▶ To do: Would you please write out each entry precisely as given?

▶ Stored data:

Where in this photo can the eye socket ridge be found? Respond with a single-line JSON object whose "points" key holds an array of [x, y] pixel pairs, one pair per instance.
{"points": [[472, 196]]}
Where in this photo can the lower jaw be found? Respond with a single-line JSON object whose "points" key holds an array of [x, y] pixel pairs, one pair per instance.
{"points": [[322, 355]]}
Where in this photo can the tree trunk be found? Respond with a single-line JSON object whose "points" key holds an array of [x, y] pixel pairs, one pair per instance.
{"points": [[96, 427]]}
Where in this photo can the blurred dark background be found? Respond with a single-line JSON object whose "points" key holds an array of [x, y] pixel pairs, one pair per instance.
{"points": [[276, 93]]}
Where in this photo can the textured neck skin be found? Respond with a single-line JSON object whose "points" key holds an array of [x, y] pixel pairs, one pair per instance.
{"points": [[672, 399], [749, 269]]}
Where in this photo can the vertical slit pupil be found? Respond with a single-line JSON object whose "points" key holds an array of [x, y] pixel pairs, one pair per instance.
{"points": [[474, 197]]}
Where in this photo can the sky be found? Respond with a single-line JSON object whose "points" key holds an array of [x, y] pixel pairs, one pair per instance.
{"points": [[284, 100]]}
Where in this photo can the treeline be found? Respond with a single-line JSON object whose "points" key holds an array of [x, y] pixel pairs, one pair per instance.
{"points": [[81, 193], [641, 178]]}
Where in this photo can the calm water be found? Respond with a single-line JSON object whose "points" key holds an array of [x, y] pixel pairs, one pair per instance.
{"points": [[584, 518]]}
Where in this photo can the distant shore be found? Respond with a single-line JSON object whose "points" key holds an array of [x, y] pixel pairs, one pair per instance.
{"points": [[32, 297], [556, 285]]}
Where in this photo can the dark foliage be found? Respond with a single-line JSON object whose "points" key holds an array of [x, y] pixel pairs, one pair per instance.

▶ Exercise result:
Where in this photo can the eye socket ridge be found? Respond with a single-line JSON object whose "points" key holds an array of [x, y] pixel pairs, one pair per instance.
{"points": [[472, 196]]}
Where in this photo can the lower jaw be found? Respond with a single-line JSON object whose "points" key holds an array of [x, y] pixel pairs, one pair per instance.
{"points": [[322, 355]]}
Where in this photo can the tree trunk be found? Respond with a single-line JSON object whose "points" key holds an array of [x, y] pixel pairs, one pair per instance.
{"points": [[96, 427]]}
Where in this photo can the blurred dark background be found? Respond with a single-line JSON object whose "points" key holds an array of [x, y] pixel pairs, one pair per instance.
{"points": [[276, 93]]}
Where in this photo can the textured neck skin be found? Respond with a single-line JSON object whose "points" key holds an array of [x, y] pixel pairs, one pair per instance.
{"points": [[672, 399], [749, 269]]}
Where in this photo can the vertical slit pupil be found? Respond with a single-line JSON object whose "points" key holds an array of [x, y] pixel pairs, one pair per instance.
{"points": [[474, 197]]}
Where in this photo can the sky be found? Respond with a single-line JSON object whose "points" key holds an array of [x, y] pixel pairs, one pair per instance.
{"points": [[284, 100]]}
Where in this photo can the treeline be found? Respond with a single-line JSON object whose "points" key holds an array of [x, y] pixel pairs, one pair per instance.
{"points": [[81, 193], [641, 178]]}
Where in this photo can the calm water be found? Respond with a single-line JSON object whose "points" key holds an array of [x, y] pixel pairs, one pair per instance.
{"points": [[584, 518]]}
Where in this photo can the distant shore be found? Respond with a single-line JSON object whose "points" key holds an array of [x, y] pixel pairs, one pair per instance.
{"points": [[32, 297], [556, 285]]}
Where in this photo can the dark foliage be found? Respond with a single-line JSON object whose "points" key holds an array of [x, y] pixel pairs, one pair per instance.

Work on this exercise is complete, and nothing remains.